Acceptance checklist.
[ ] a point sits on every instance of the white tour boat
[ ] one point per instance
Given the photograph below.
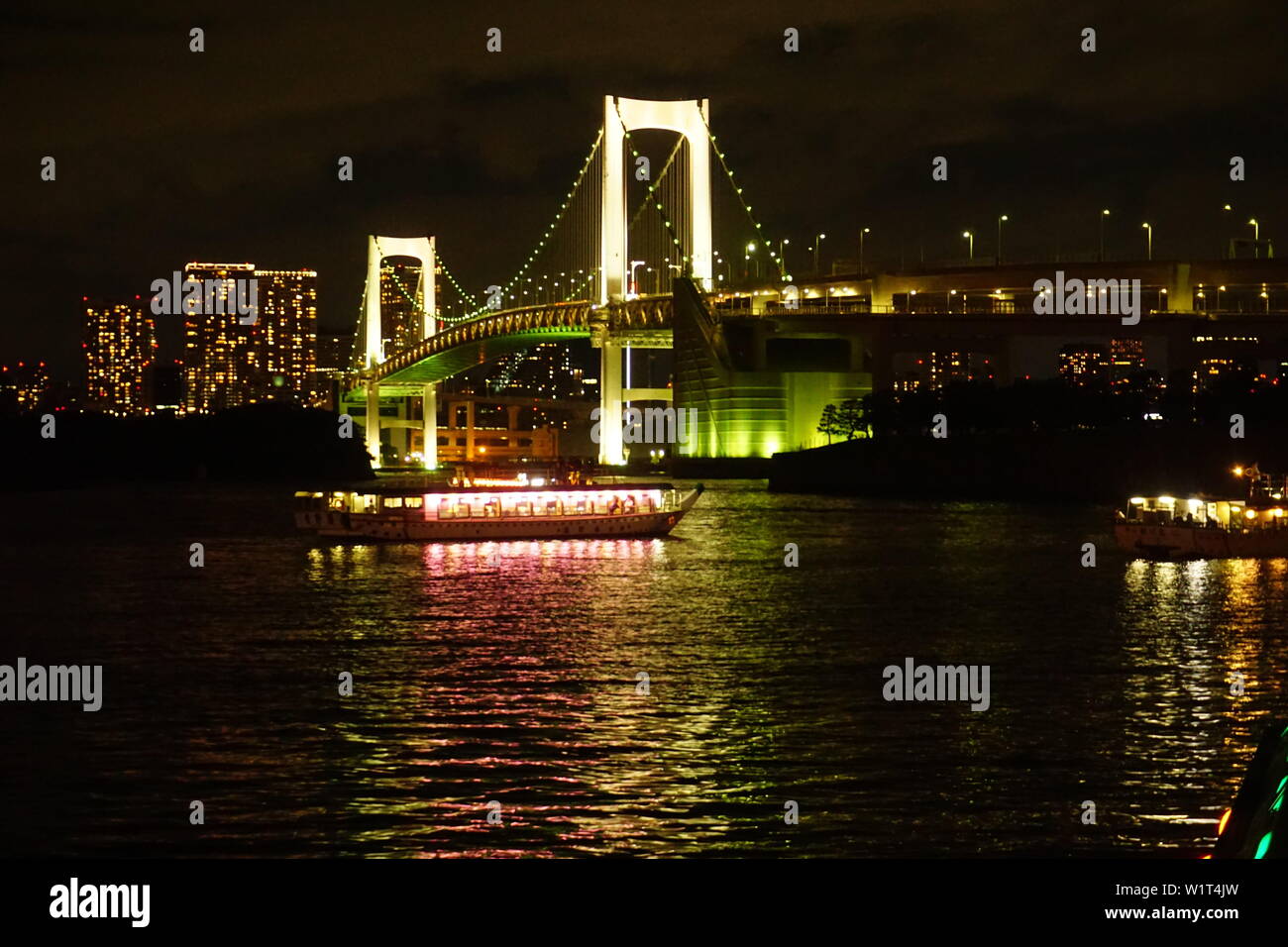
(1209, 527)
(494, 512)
---
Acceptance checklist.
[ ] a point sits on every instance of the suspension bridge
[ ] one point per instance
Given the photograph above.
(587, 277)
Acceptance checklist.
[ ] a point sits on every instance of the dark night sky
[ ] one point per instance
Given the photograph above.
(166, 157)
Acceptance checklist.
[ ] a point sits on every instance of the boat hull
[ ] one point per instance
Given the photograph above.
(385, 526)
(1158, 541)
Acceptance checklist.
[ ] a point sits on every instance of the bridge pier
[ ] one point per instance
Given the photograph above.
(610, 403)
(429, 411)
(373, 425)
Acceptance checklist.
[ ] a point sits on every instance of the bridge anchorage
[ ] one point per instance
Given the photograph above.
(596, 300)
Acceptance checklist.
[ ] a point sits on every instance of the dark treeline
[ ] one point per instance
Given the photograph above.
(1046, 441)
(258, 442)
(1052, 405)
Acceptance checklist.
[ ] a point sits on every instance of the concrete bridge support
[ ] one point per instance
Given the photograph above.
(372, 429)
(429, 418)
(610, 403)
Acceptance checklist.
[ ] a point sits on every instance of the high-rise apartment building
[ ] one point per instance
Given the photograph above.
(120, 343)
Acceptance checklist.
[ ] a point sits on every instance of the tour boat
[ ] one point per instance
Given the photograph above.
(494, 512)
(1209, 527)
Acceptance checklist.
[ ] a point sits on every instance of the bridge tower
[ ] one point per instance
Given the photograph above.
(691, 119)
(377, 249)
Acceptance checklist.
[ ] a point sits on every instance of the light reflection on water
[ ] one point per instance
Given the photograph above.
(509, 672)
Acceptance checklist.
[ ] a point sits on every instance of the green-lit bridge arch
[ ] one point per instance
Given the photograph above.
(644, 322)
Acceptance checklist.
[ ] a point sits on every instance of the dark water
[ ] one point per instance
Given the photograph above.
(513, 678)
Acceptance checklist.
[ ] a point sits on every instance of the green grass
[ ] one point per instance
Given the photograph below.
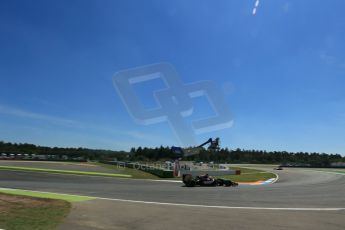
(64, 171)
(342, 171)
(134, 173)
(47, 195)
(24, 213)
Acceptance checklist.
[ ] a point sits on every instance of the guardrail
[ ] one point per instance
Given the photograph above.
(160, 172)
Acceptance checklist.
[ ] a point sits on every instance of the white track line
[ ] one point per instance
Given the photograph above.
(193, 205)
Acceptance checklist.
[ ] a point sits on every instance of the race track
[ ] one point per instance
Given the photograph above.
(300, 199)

▸ **Your task**
Check each line of the entries for the word "green". State how many lines hold it, and write nothing else.

▸ **Result of this exercise**
2